What you should do
Print each entry exactly, all the way through.

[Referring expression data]
━━━━
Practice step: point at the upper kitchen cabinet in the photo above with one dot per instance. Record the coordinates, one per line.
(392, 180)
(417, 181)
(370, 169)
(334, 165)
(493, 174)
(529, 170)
━━━━
Written response
Practice step: point at the upper kitchen cabinet in the photo above with one dot per instance. Record the coordinates, one per line.
(392, 180)
(417, 181)
(370, 169)
(334, 165)
(493, 174)
(529, 170)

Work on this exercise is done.